## Text excerpt
Attorney Mark Hanson fields questions from concerned contract workers during an informal question-and-answer forum organized at the Garapan Roundhouse yesterday. (Dennis B. Chan)

Jasmine Kang, 9 years old, has two parents on expiring contract worker permits that, given existing federal procedure amid a contract worker cap that has been reached this year, will have to leave island within the next three months with a return to island uncertain.

Kang joins an unknown number of children whose parents have permits expiring before Sep. 30, 2016, will be forced to leave the Commonwealth, after the federal government announced last month that it had reached the its cap of 12,999 CW permits for foreign workers and that no more applications would be accepted for fiscal year 2016.

Asked how she felt about her parents leaving, Jasmine said she was “sad.” “I like Saipan,” she also said.

Jasmine’s father, Zhao Fu Kang, runs an air-conditioning and electric repairs center and has been on island for 24 years. His contract worker permit expires on Sept. 16.

## Aim of the exercise
Reproduce word for word the stretch of the article on expiring contract worker permits from "Attorney Mark Hanson" through "fiscal year 2016.".

## Record set
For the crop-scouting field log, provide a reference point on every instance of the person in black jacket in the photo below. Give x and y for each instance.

--

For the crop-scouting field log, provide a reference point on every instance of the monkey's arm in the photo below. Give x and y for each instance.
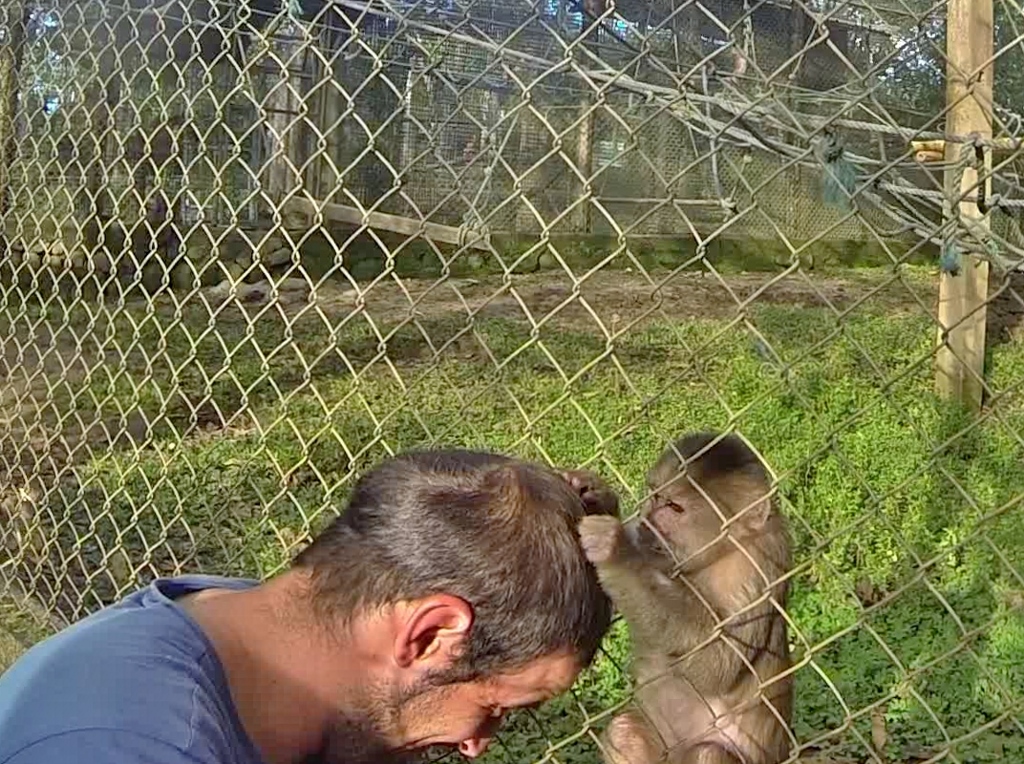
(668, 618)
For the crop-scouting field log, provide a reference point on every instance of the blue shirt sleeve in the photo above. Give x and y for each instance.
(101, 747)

## Final result
Attorney Mark Hanson fields questions from concerned contract workers during an informal question-and-answer forum organized at the Garapan Roundhouse yesterday. (Dennis B. Chan)

Jasmine Kang, 9 years old, has two parents on expiring contract worker permits that, given existing federal procedure amid a contract worker cap that has been reached this year, will have to leave island within the next three months with a return to island uncertain.

Kang joins an unknown number of children whose parents have permits expiring before Sep. 30, 2016, will be forced to leave the Commonwealth, after the federal government announced last month that it had reached the its cap of 12,999 CW permits for foreign workers and that no more applications would be accepted for fiscal year 2016.